Deine Aufgaben →
1. Was ist laut Herbboy im Forenthread zu Skyrim an den deutschen Soundfiles schlecht?
2. Übernimm aus dem Forenthread zu Skyrim wortgetreu den Abschnitt von „einige Fragen, hoffe“ bis einschließlich „Vielen Dank.“.

# Skyrim Deutsch und Nummtasten



## Sturm-ins-Sperrfeuer (15. November 2011)

Hi,

einige Fragen, hoffe ihr könnt mir helfen.

Dass man Waffen etc. auf Favorite setzen kann, habe ich mittlerweile gemerkt aber kann man auch ganze Waffen/Rüstungssets auf Schnelltasten legen?

Und wie kann ich bei Steam das deutsche soundfile runterladen?

Kann ich mehrere Profile anlegen (spiele es mit meinem Bruder zusammen)?



Vielen Dank.


----------



## Herbboy (15. November 2011)

Ganze Sets gehen glaub ich nicht, mich nervt das auch, da ich oft in der Hektik was drücke und dann statt Schild und Schwert gar nix + nen Heilzauber "in der Hand halte"

deutsche Soundfiles: vlt lass mal das Spiel von Steam auf Fehler prüfen, elv.t lädt es die dann runter, sofern Du Steam nicht auf englisch stehen hat, sondern detschland als Region. Wenn nix hilft, dann deinstallier es, lösch den Skyrim-Ordner in Steam und lad das ganze dann per Steam runter statt von DVD zu installieren.

Wobei die dt. Soundfiles leider schlecht sind. Nicht die SPrecher sind schlecht, sondern die File-QUalität, hört sich teils an wie eine MP3 mit schlechter Bitrate


Du kannst mehrere Spielstände anlegen, aber da das Spiel an Steam gebunden ist, kannst Du es nicht mit einem anderen Account nutzen. UNd wenn Du grad bei Steam eingeloggt bist, kann sich Dein Bruder wiederum natürlich nicht gleichzeitig einloggen.


----------



## Sturm-ins-Sperrfeuer (15. November 2011)

Vielen Dank Herb, schade, dass mit den sets...

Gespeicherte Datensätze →
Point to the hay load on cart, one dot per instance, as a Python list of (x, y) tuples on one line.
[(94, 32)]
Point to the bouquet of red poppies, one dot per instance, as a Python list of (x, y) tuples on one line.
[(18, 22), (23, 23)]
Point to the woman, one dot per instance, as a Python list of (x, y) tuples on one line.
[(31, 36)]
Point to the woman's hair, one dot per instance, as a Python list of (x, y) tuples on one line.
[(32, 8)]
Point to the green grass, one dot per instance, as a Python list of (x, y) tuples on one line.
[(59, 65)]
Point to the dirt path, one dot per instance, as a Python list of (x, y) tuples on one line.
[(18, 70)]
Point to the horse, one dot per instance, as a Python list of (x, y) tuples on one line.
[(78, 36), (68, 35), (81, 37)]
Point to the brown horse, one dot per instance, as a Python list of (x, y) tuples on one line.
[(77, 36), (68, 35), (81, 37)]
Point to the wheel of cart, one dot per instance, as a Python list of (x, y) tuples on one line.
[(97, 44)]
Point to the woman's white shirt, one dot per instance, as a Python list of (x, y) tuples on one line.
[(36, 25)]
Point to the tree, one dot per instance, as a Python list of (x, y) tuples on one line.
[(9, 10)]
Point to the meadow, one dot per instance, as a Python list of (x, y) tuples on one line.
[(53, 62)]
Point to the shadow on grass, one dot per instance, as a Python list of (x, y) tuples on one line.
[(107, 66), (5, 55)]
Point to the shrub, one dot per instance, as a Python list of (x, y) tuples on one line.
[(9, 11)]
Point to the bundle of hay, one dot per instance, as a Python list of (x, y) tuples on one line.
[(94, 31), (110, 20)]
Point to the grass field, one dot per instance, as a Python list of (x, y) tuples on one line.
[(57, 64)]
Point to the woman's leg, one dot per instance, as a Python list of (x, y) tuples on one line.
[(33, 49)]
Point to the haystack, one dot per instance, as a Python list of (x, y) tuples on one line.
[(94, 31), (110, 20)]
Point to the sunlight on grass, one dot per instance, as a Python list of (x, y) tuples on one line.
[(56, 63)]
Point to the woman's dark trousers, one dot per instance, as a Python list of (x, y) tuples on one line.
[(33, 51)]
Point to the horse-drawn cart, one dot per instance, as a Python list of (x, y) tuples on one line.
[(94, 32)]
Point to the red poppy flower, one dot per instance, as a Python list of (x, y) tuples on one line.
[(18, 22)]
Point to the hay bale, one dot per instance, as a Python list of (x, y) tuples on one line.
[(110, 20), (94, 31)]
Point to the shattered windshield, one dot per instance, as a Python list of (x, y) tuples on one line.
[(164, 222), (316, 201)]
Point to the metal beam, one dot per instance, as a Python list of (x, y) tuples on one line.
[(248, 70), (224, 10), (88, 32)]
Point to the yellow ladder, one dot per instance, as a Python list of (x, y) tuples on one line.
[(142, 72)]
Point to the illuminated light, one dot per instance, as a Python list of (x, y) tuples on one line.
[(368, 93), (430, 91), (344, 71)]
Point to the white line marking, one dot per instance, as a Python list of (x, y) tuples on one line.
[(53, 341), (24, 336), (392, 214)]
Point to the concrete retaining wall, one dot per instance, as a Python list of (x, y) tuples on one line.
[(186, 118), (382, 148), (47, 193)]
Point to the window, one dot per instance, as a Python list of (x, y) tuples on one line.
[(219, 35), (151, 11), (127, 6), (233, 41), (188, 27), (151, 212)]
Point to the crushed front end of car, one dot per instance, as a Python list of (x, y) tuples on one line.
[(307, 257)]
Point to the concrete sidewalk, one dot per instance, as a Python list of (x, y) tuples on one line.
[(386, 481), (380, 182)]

Lösungen →
1. Die Dateiqualität, nicht die Sprecher: Sie klingt teils wie eine MP3 mit schlechter Bitrate.

2.
einige Fragen, hoffe ihr könnt mir helfen.

Dass man Waffen etc. auf Favorite setzen kann, habe ich mittlerweile gemerkt aber kann man auch ganze Waffen/Rüstungssets auf Schnelltasten legen?

Und wie kann ich bei Steam das deutsche soundfile runterladen?

Kann ich mehrere Profile anlegen (spiele es mit meinem Bruder zusammen)?



Vielen Dank.